* [WORK REQUIRED]:
Gather every line of the data below that contains the word "column". Case counts.

* [GIVEN INFORMATION]:

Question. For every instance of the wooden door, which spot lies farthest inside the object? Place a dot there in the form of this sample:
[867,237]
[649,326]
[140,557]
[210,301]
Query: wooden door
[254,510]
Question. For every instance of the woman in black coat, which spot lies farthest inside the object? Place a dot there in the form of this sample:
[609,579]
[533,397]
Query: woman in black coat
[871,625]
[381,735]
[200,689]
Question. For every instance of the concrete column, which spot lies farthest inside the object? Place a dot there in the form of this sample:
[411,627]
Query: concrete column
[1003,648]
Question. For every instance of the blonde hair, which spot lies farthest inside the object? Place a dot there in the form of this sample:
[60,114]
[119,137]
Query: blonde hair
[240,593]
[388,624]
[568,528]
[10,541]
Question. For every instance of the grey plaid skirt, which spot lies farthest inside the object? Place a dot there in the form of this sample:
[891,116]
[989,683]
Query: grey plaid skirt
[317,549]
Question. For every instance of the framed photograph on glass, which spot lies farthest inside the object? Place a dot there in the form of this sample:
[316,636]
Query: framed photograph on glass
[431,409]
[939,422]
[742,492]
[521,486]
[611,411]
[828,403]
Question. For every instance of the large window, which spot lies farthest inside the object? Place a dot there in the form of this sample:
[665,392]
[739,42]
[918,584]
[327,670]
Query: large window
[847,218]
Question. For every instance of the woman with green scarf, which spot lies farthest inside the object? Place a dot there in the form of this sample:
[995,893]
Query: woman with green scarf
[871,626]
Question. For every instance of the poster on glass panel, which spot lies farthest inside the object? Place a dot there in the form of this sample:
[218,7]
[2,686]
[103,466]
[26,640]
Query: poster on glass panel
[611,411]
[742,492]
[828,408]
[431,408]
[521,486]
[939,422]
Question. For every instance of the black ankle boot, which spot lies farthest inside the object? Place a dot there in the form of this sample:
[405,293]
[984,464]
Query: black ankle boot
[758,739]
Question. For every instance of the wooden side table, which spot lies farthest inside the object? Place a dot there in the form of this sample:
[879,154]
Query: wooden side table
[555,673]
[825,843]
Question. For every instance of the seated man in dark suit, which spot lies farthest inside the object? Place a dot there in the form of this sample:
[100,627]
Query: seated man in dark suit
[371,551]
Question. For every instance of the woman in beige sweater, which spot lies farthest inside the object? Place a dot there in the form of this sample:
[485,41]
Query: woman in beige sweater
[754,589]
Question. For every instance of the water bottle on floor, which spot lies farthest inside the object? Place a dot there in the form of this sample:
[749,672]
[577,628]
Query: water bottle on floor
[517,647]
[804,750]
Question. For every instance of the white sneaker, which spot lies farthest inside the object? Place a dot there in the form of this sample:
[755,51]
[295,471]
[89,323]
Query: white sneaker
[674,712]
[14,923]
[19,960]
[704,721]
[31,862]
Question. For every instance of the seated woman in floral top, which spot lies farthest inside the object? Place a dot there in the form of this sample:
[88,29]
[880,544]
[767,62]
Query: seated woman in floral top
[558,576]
---
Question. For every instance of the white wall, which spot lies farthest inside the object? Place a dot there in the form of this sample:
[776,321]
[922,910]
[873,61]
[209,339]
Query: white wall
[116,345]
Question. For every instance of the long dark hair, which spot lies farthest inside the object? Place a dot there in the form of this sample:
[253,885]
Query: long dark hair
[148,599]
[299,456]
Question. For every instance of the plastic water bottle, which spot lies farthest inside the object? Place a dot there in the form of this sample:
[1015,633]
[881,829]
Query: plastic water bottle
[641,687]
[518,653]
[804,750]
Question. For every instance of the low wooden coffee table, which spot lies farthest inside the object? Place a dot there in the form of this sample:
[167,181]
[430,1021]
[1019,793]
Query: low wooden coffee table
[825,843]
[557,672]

* [EXERCISE RESULT]:
Question. For every instance of the concrete column, which spot lies farthest inside the object? Place a dot there in the form of this sample:
Query: concrete column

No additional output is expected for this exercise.